TASK INSTRUCTIONS. Each and every line of the data must appear exactly as given.

DATA SHOWN.
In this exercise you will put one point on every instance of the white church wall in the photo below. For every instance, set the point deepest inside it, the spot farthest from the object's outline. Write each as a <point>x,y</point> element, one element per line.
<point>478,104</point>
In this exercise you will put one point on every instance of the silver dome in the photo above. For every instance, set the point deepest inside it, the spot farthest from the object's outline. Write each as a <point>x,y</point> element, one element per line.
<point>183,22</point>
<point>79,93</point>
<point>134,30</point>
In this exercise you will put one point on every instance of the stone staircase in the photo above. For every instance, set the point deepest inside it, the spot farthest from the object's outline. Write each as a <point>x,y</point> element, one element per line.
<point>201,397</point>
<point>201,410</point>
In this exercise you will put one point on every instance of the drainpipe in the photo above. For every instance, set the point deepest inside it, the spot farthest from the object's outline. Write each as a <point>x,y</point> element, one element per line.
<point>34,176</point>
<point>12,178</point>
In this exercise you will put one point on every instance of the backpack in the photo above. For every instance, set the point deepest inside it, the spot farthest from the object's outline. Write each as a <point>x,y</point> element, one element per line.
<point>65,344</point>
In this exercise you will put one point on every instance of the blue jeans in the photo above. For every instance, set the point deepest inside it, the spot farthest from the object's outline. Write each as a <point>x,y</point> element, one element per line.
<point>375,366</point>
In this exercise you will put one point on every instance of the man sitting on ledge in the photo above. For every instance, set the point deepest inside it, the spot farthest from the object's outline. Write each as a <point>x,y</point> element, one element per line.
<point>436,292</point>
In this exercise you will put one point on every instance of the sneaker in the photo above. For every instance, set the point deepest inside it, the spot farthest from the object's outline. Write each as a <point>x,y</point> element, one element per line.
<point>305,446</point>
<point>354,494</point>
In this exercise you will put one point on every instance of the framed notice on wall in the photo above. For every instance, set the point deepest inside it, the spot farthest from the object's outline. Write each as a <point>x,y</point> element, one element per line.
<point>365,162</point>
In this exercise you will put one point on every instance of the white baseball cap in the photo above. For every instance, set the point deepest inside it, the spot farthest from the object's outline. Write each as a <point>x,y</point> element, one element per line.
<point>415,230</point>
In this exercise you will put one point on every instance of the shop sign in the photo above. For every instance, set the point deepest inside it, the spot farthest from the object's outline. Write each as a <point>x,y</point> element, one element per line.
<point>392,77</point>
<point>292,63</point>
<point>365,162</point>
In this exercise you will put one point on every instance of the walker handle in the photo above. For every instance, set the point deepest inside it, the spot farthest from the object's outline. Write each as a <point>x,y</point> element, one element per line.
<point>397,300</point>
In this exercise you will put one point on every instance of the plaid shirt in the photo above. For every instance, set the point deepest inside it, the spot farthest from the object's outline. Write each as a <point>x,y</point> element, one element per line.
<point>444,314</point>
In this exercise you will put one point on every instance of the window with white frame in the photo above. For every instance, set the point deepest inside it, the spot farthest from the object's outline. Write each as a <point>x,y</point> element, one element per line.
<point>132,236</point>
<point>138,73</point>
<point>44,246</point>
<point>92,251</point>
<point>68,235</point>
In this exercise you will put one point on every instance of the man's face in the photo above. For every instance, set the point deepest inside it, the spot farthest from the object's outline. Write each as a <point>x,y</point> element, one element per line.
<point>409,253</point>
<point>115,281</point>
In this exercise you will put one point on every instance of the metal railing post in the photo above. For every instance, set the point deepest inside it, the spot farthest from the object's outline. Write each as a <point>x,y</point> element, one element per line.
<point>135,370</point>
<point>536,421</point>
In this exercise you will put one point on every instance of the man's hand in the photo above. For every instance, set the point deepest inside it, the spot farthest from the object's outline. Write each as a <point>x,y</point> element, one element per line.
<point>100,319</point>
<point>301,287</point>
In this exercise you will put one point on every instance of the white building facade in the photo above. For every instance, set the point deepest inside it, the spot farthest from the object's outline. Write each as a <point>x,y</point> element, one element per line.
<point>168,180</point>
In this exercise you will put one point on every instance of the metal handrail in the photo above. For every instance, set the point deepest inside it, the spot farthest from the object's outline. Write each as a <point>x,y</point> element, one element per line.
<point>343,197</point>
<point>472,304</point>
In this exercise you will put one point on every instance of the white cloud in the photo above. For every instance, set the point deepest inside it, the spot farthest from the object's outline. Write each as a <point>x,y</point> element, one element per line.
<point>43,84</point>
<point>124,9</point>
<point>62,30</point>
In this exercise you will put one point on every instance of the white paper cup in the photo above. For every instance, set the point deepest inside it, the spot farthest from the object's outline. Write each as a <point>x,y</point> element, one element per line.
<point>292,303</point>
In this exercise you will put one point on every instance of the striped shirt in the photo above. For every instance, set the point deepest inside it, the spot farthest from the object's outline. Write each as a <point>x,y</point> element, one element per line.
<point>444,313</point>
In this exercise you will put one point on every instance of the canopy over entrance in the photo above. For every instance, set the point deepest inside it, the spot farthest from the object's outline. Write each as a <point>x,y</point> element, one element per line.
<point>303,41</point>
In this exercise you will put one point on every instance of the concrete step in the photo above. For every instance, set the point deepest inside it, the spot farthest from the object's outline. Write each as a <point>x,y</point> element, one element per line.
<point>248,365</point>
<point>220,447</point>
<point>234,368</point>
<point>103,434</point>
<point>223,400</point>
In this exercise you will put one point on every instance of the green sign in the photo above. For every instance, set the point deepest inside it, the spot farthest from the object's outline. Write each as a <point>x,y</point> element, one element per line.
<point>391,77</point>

RESPONSE.
In this exercise you will put one point on every instance of the white church wall in the photo below. For every instance, set the point deepest inside it, the spot farthest from the object's outline. Write each as a <point>x,y</point> element, one element per line.
<point>478,104</point>
In this exercise you will put one point on every instance of the silver dome in the photo above. For every instance, set the point deepest inside it, the spot farthest from the object's outline. Write each as a <point>x,y</point> element, one element per line.
<point>183,22</point>
<point>79,93</point>
<point>134,30</point>
In this exercise you will put one point on every instance of the stone staircase in the photo above. For every instance, set the point deepest inside it, the spot farthest from the object's outline. Write each as a <point>x,y</point> element, one element per line.
<point>201,397</point>
<point>201,410</point>
In this exercise you will put one point on every instance of the drainpipe in the photo above. For every instance, set the point deepest inside it, the spot farthest from the object's outline. Write each as a <point>x,y</point> element, one element per line.
<point>34,176</point>
<point>12,178</point>
In this exercise you will put one point on every instance of the backpack in the photo above. For every instance, set the point deepest inside it, the spot farthest from the object's outline. Write each as a <point>x,y</point> element, one element per line.
<point>65,344</point>
In this exercise you will put one point on every instance of the blue jeans in the photo above. For every instance, set the point deepest inside it, the spot farthest from the object's outline. Write each as a <point>x,y</point> element, one element per line.
<point>375,366</point>
In this exercise you will put one point on every instance of the man sitting on ledge in the photo above. For every instance, set the point deepest inside it, the spot farthest from the object's outline. Write each as a <point>x,y</point> element, one element per line.
<point>436,292</point>
In this exercise you will put one point on every instance of the sneaker in the photo above. For every instance, set the point deepest inside it, the spot farthest from the object's outline. Write each as a <point>x,y</point> element, one element per line.
<point>305,446</point>
<point>354,494</point>
In this exercise you will put one point on every instance of the framed notice on wall in the photo above. For every instance, set the point deepest inside it, the spot farthest from the object's outline. Write each as a <point>x,y</point> element, one element per line.
<point>365,162</point>
In this exercise you will put one point on every instance of the white baseball cap in the photo above. For every instance, set the point deepest inside it, the spot farthest from the object's outline. Write each as a <point>x,y</point> element, one element per line.
<point>415,230</point>
In this exercise you will put one point on every instance of the shop sign in the photo above. For every instance, set the point deepest inside it, the spot farthest from the object's outline. Write each as a <point>x,y</point> element, one element per line.
<point>392,77</point>
<point>292,63</point>
<point>365,162</point>
In this exercise you will put one point on every instance of the walker handle in the photo above. For every instance, set the point deepest inside it, the spot farthest from the object's outline. Write each as a <point>x,y</point> element, one element per line.
<point>397,300</point>
In this exercise you will put one point on every instance of the plaid shirt in the photo above. For every instance, set the point deepest inside it, the spot farthest from the object's outline. Write each as a <point>x,y</point> element, one element per line.
<point>444,314</point>
In this exercise you will put one point on every instance of the window with white frame in the photo above. For every instance, set the point deepest inside it, the spot farthest from the object's outline. Write each as a <point>x,y</point> element, one element per line.
<point>132,236</point>
<point>138,73</point>
<point>44,246</point>
<point>92,251</point>
<point>68,235</point>
In this exercise you will put one point on every instance of the man's face in the photo above. For every instance, set the point deepest inside it, the spot farthest from the object's outline. Write each as a <point>x,y</point> element, one element per line.
<point>409,253</point>
<point>115,281</point>
In this exercise you will put one point on every instance of the metal railing post in the photo above. For every instance, set the point deepest inside it, the spot farthest from the object's outline. Write each as a <point>x,y</point> element, one element per line.
<point>135,370</point>
<point>536,421</point>
In this exercise you will put one point on every instance of the man's hand in the photo above. For every instance, set the point deepest inside it, the spot farthest from the object's outline. Write each as a <point>x,y</point> element, one element per line.
<point>100,319</point>
<point>301,287</point>
In this exercise you will put one point on every instance of the white building facade in the photo above. For every instance, set the point deepest inside it, the spot farthest from the object's outline. Write each as a <point>x,y</point> element, one element per line.
<point>168,180</point>
In this exercise you will put one point on every instance of the metal handrail in the photo above. For every instance, set the point deepest inside it, the spot farthest from the object's outline. Write each as a <point>x,y</point> element, one element per line.
<point>343,197</point>
<point>472,304</point>
In this exercise you will put one point on every instance of the white cloud in the photo above. For every instance, set the point deepest inside it, the spot farthest from the object's outline. Write each as a <point>x,y</point> element, one element per line.
<point>43,84</point>
<point>124,9</point>
<point>62,30</point>
In this exercise you will put one point on every instance of the white paper cup in the photo above. For every instance, set the point deepest inside it, the spot farthest from the object's outline. Write each as a <point>x,y</point> element, one element per line.
<point>292,303</point>
In this exercise you will put one point on every instance of the striped shirt in the photo above. For every instance, set the point deepest inside it, the spot farthest from the object's outline. Write each as a <point>x,y</point> element, one element per line.
<point>444,313</point>
In this exercise you will put one point on every instance of the canopy over entrance in the photo above. For every instance, set the point deepest inside it, the spot farthest from the object's outline. Write each as a <point>x,y</point> element, one element per line.
<point>303,41</point>
In this exercise you will put one point on every instance of the concrete step in the photo above. For every instance, set the point deepest inside it, the spot farthest from the object's outline. Write each as a <point>x,y</point> element, one element per line.
<point>248,365</point>
<point>220,447</point>
<point>234,368</point>
<point>103,434</point>
<point>223,400</point>
In this exercise you will put one point on every instance of the green sign in the photo above. For every instance, set the point deepest inside it, the spot farthest from the object's outline. Write each as a <point>x,y</point> element, one element per line.
<point>391,77</point>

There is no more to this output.